> **TASKS FOR THIS EXERCISE**
- A) In the passage on the sum of vector subspaces, rewrite the part between "First, I need" and "the zero vector.", inclusive, substituting "null vector" for "zero vector".
- B) The passage on the sum of vector subspaces uses single capital letters as names. List each one, along with what it denotes.

> **PASSAGE**

****************************************

Sum of Vector Subspaces

Given a vector space V over the field K, and two subspaces A and B of V, the sum A+B of the subspaces is a vector subspace formed by the sum of vectors from A and B. $$ A+B := \{ \vec{a}+\vec{b}, \vec{a} \in A, \vec{b} \in B \} $$ Thus, the sum of the subspaces encompasses the union of the two subspaces $$ A∪B \subset A+B $$ Moreover, A+B is the smallest vector subspace containing the union of the subspaces A∪B.

The sum of two subspaces A+B is a subspace of the vector space V.

It is referred to as the sum subset of V.

$$ A+B \in V $$

Being a vector space, V inherits the sum properties of vector spaces.

In turn, the sum of the subspaces A+B includes both subspaces A and B.

$$ A \in A+B $$

$$ B \in A+B $$

Furthermore, the space A+B is the smallest vector subspace of V that contains both A and B as subspaces.

 

Note. The union A∪B is not a vector subspace because the union of subspaces is not itself a vector subspace.

Proof

The sum of the subspaces A+B is a vector subspace

First, I need to demonstrate that the sum of vector subspaces is a vector subspace.

It's important to note that the subspaces A and B include the zero vector 0.

Therefore, the set A+B also contains the zero vector.

$$ \vec{a} + \vec{b} = \vec{0} + \vec{0} = \vec{0} \in A+B $$

Now I can verify if it meets the two properties of vector subspaces.

1) Sum Property

Let's take two generic vectors u and w from A+B.

$$ \vec{u},\vec{w} \in A+B $$

Where u and w are vectors obtained by summing a vector from A with a vector from B

$$ \vec{u} = \vec{a_1} + \vec{b_1} $$

$$ \vec{w} = \vec{a_2} + \vec{b_2} $$

with

$$ \vec{a_1} \ , \ \vec{a_2} \in A $$

$$ \vec{b_1} \ , \ \vec{b_2} \in B $$

The sum of the vectors

$$ \vec{u} + \vec{w} = (\vec{a_1} + \vec{b_1} ) + (\vec{a_2} +\vec{b_2} ) $$

Can be rewritten, thanks to the associative property, as

$$ \vec{u} + \vec{w} = (\vec{a_1} + \vec{a_2} ) + ( \vec{b_1} + \vec{b_2} ) $$

The sum of the vectors a1+a2 is a sum vector belonging to the vector subspace A.

Similarly, the sum of the vectors b1+b2 is a sum vector of the subspace B.

$$ \vec{a_1} + \vec{a_2} \in A $$

$$ \vec{b_1}+\vec{b_2} \in B $$

The sum of a vector from A with a vector from B belongs to the set A+B

$$ \vec{u} + \vec{w} = ( \vec{a_1} + \vec{a_2} ) + ( \vec{b_1} + \vec{b_2}) \in A+B $$

Therefore, the set A+B is closed with respect to addition.

This is the first property of vector subspaces.

2) Scalar Multiplication Property

Given a scalar k from K and the sum u+w of two generic elements from A+B.

****************************************

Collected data
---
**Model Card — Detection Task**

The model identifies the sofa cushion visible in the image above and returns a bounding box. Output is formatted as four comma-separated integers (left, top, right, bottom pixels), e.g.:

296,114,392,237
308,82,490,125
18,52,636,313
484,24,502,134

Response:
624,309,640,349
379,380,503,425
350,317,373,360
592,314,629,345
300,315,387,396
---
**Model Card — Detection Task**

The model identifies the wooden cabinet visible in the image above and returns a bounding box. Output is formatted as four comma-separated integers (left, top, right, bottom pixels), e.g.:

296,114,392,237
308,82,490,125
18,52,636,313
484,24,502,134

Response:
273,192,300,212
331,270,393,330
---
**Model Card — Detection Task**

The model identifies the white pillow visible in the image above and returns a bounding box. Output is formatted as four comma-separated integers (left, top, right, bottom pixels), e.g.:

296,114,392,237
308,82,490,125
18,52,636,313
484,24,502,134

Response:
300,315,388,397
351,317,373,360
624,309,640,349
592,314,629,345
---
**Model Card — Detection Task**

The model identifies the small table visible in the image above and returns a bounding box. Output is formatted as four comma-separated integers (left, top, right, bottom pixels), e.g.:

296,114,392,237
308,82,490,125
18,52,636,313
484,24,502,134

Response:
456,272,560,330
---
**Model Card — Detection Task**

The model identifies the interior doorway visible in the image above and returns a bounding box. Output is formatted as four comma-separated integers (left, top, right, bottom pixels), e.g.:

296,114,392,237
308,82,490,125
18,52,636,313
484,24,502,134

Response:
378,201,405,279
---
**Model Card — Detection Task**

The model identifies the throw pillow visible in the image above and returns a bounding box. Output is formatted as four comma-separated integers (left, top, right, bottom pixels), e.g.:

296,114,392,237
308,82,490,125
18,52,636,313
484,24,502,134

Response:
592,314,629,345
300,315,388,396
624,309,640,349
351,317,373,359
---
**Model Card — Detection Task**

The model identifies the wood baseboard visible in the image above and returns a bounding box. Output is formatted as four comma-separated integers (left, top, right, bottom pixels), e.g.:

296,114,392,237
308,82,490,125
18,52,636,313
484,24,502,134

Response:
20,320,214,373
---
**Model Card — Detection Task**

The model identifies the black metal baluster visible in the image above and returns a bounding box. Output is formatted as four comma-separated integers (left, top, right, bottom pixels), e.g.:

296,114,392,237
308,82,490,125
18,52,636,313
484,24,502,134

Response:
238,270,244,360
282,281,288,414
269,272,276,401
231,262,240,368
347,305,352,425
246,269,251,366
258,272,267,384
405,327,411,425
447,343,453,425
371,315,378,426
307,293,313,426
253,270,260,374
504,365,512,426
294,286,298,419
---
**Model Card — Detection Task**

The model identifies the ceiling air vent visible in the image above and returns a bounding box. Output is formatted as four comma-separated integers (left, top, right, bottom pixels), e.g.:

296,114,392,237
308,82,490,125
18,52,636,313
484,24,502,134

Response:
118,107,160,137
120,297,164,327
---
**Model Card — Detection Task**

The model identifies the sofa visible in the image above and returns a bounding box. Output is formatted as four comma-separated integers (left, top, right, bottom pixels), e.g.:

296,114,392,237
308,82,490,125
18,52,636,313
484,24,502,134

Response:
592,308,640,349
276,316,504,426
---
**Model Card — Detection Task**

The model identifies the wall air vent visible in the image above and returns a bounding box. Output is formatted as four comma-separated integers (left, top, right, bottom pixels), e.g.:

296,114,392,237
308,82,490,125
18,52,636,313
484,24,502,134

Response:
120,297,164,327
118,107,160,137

****************************************

> **TASK ANSWERS**
- A)
First, I need to demonstrate that the sum of vector subspaces is a vector subspace.

It's important to note that the subspaces A and B include the null vector 0.

Therefore, the set A+B also contains the null vector.

- B)
- V: the vector space
- K: the field over which V is defined
- A: a subspace of V
- B: a subspace of V